____ Provided text
I will give a few examples of where arts investment goes and what it does in my constituency. Ujima is a community radio station with extraordinary reach. It touches the subjects that other radio stations go nowhere near. It has some public funding, but also generates a lot of its own income and does its own work. On Saturday, it was given a fantastic and well-deserved award by the Community Media Association.
Many people in Bristol know the Watershed as somewhere to go for coffee or to see a film. They may not realise that behind the doors is the Pervasive Media Studio, where artists go to collaborate, create something new and discover together. Very often, although not always, that collaboration turns into something commercial. Sometimes, it leads to a piece of theatre that needs more public investment, but sometimes it leads to something that can actually make money. I was privileged to visit the Pervasive Media Studio and to literally get my hands on one of its new inventions, which looks like a football with many sides, but is actually a musical instrument that DJs can use in nightclubs—something that I know nothing about. Apparently I got the hang of it really quickly, or maybe they were just flattering me.
Public investment helps the commercial sector. I always fall back on the “Skyfall” example. A colleague in the National Theatre pointed out to me a while ago that, although that is a commercial film, the lead characters and the director—Sam Mendes, Judi Dench and Daniel Craig—started out in publicly invested theatre. Sam Mendes did not just wake up one morning and decide to make “Skyfall”. He had been doing lots of other things, thanks to public investment.
I need to mention—the right hon. Member for Wantage knows that I will—the consequences of no public funding. He and other hon. Members have mentioned local authorities that have made huge cuts, but local councillors talk to me about dealing with the impact of cuts to central Government grants. When many local authorities serving deprived communities are faced with a difficult decision between the arts and the high cost of child protection, housing needs or other needs, they will cut the arts.
Now, I do not like that, the right hon. Member for Wantage does not like that and I am pretty sure that the Minister will not like it, but we need to face reality and accept the fact that local government and central Government grants have an impact. The right hon. Member for Wantage argued against ring-fenced funding. I get that argument, but there is a consequence when we cut Department for Communities and Local Government funding.
________
→ Problem: Continue the speech on arts funding in Bristol from the point where it stops.
____ Listed entries
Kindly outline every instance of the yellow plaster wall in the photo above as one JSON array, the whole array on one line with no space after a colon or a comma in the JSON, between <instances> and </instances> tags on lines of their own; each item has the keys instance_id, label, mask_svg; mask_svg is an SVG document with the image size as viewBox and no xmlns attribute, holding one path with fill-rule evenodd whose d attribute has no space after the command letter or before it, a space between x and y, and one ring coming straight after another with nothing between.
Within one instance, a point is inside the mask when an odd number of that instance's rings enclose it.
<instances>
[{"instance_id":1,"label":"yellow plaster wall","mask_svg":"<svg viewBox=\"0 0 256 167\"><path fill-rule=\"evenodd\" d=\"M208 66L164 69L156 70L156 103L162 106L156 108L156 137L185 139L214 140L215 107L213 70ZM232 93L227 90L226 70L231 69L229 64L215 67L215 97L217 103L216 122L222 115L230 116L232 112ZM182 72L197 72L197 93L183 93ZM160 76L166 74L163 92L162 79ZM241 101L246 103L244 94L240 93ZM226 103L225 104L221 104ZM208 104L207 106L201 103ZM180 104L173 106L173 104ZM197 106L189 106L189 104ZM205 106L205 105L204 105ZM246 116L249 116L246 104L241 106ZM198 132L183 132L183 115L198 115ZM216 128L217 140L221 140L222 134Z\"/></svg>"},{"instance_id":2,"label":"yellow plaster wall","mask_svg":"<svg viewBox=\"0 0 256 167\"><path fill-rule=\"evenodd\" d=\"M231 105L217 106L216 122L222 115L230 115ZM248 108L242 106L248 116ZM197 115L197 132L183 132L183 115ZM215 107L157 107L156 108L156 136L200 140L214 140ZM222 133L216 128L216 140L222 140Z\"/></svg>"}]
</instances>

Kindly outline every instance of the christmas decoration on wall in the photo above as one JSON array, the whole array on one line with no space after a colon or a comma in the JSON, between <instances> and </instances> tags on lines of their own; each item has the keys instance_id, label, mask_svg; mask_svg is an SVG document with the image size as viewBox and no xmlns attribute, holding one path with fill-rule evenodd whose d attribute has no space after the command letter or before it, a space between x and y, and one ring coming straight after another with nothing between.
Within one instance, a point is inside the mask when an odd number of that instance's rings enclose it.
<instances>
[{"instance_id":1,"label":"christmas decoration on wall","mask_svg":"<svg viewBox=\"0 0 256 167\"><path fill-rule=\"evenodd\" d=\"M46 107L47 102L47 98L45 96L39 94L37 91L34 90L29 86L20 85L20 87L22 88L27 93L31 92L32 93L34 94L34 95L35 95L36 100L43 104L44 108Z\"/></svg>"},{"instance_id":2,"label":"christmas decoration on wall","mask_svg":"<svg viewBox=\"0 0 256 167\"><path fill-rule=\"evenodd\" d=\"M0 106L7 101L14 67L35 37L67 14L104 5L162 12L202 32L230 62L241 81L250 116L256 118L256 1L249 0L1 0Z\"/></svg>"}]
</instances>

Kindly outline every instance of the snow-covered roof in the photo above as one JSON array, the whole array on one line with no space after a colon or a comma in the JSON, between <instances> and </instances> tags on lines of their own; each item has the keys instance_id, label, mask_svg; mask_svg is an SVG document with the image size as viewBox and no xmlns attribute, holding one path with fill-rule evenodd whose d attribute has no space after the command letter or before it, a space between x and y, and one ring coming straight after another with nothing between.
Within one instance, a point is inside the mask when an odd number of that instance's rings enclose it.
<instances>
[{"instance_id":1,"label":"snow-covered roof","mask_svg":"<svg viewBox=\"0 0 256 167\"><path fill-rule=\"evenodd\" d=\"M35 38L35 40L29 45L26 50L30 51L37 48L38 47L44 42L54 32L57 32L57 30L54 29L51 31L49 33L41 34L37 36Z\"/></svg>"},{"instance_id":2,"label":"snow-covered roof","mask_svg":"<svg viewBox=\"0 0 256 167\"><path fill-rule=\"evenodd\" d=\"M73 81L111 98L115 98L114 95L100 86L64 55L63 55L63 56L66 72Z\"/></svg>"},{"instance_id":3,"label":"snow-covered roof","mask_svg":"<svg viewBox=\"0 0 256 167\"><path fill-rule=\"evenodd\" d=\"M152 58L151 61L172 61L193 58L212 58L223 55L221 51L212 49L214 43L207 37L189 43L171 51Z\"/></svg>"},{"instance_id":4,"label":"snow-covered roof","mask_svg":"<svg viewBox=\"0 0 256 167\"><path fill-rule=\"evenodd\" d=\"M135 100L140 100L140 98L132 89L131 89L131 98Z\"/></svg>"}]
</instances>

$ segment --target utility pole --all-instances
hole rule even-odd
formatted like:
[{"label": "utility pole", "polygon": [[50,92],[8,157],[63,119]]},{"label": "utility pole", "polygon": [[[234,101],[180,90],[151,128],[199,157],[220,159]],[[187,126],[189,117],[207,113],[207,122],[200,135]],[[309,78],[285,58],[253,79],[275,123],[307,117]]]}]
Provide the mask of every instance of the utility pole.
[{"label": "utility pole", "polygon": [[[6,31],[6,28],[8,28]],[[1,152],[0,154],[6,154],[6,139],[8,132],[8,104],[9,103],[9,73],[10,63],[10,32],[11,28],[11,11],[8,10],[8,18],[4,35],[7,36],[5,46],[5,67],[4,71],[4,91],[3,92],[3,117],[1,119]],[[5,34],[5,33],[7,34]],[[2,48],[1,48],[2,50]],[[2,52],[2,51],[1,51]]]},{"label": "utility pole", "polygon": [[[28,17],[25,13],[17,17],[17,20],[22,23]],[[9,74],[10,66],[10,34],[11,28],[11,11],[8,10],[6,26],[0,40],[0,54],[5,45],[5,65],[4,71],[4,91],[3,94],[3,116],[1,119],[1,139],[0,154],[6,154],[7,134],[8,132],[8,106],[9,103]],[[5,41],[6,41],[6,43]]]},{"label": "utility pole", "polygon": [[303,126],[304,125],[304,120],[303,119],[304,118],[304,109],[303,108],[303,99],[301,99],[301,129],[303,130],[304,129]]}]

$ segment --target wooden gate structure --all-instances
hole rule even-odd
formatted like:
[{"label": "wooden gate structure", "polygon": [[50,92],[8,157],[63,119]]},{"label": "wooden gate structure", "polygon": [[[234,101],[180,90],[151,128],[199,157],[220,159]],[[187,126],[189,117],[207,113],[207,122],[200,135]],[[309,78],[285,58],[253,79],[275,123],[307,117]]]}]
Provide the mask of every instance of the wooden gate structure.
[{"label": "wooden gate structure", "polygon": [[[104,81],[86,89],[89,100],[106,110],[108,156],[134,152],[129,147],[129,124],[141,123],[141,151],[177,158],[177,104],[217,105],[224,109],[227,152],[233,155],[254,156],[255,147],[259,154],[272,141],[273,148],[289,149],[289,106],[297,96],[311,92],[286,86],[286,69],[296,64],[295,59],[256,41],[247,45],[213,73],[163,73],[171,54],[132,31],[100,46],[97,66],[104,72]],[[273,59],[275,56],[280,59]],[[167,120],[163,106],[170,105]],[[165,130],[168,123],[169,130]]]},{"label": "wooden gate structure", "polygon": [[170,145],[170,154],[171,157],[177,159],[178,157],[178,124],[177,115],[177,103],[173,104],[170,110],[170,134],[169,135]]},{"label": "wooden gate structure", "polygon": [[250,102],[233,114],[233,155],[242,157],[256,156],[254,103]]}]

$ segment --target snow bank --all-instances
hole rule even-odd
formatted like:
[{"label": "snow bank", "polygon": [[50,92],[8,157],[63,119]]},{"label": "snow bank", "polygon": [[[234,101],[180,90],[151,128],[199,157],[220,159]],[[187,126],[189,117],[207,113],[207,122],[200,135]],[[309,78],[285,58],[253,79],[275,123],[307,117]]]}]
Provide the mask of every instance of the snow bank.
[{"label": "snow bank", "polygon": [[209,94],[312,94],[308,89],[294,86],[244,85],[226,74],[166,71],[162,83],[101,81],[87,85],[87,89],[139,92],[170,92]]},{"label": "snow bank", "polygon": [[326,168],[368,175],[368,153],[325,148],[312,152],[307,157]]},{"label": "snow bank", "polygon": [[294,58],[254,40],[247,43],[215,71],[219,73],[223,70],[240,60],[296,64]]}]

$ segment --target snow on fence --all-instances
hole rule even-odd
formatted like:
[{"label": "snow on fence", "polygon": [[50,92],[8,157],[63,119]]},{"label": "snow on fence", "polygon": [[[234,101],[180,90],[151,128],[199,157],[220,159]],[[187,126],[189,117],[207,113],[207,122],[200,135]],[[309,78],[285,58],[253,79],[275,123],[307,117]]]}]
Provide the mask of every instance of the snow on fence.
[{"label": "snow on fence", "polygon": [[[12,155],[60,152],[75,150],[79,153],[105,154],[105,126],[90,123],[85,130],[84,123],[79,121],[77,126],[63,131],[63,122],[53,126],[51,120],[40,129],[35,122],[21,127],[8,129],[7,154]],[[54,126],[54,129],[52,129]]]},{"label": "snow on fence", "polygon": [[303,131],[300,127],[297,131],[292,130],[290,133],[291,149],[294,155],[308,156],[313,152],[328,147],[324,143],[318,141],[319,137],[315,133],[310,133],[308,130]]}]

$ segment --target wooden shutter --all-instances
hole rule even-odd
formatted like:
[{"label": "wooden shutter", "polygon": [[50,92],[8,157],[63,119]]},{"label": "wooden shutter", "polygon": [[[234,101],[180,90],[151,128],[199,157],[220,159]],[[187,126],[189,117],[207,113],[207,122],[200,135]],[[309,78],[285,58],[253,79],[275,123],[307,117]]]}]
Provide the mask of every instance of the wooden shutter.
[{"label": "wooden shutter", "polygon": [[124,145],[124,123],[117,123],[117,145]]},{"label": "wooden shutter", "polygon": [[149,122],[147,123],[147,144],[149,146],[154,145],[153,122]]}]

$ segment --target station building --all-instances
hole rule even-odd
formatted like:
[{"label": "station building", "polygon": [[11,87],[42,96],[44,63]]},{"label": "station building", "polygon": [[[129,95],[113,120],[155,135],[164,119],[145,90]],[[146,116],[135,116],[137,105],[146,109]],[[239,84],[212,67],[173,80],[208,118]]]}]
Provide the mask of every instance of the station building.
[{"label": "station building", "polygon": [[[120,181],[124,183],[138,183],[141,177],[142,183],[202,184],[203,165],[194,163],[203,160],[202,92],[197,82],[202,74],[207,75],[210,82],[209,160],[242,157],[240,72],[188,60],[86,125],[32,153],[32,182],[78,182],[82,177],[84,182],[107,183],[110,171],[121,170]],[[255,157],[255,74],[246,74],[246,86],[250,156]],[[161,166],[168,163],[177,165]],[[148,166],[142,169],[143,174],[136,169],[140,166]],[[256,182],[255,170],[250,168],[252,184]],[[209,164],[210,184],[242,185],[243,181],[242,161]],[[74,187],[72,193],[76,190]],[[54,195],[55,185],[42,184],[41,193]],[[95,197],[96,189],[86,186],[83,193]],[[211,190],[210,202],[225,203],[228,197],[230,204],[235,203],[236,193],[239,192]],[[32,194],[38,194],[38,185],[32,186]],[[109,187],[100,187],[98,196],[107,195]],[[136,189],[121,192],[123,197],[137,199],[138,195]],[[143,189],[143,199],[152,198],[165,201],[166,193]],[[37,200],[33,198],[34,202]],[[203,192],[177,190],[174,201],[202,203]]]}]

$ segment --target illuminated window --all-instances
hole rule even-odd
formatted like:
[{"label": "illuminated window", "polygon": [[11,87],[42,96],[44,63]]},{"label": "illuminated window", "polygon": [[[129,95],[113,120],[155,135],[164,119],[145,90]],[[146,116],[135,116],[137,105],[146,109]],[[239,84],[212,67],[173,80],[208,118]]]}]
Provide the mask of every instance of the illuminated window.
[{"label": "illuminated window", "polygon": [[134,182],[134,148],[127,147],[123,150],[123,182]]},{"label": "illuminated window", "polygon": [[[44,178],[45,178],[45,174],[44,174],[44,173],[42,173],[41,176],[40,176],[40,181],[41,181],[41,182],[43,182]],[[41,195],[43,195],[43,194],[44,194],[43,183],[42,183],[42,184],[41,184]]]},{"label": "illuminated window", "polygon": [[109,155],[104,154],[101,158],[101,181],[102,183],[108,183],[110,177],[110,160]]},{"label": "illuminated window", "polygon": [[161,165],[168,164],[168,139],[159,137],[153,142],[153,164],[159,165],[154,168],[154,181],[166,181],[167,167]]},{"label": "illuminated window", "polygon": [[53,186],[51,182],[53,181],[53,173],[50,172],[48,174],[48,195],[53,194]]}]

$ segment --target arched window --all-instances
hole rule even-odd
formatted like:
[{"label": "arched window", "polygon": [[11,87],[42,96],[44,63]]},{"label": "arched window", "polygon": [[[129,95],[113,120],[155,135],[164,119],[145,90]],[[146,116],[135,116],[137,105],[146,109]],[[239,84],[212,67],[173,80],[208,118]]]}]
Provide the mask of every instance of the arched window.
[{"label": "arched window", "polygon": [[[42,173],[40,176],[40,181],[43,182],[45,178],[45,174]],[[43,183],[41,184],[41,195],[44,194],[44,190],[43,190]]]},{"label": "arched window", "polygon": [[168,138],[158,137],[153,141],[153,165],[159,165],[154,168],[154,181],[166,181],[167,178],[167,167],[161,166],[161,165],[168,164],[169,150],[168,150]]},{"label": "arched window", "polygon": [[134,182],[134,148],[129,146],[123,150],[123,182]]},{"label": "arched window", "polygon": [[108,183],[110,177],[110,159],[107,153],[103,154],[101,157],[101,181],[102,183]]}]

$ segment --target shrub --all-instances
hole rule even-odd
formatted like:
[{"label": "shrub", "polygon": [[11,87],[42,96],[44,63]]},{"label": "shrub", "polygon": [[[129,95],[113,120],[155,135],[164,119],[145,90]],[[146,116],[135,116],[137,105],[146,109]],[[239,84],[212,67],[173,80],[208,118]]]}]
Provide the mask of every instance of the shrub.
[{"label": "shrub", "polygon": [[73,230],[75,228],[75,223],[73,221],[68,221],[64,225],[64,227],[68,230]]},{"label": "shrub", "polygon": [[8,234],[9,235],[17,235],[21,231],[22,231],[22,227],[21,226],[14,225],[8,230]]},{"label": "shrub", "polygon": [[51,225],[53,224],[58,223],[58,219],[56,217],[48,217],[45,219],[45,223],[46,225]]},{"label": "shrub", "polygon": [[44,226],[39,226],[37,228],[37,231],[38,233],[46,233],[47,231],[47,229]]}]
________
→ Result for this task:
The Centre for Economics and Business Research has evaluated the impact of arts and culture on the economy, and it is massive. The arts and culture industries are so often more productive than other industries and, as well as generating economic value, they generate joy. I can testify to something that other hon. Members have mentioned—the value of arts in health and wellbeing. When I was being treated at Southmead hospital last year, I was privileged to see the cathedral to health that has been created there, and how much art and culture was built into the fabric of the building. There are works of art, changing exhibitions and a grand piano at which a variety of musicians play all sorts of wonderful music, which uplifted me in moments when otherwise I felt very down.
The public investment that we put into the arts more than earns its keep economically, through social aspects and wellbeing, and through regeneration of deprived areas, which is something that I have not mentioned, but for which there is a great deal of evidence. It is important that we take notice of workers’ terms and conditions, and recognise that public funding for the arts should be seen as an investment that has huge commercial opportunities when properly supported. We need to stop thinking about art as a subsidy.
Art, for my money, should truly be for everybody. As Jennie Lee said in her first arts White Paper way back in the ’60s—and I am pretty sure that the right hon. Member for Wantage said something similar in his White Paper—art, and our support for it as public citizens, should truly be for everybody. It enriches us, lifts us up and helps us to make something better out of the world we live in.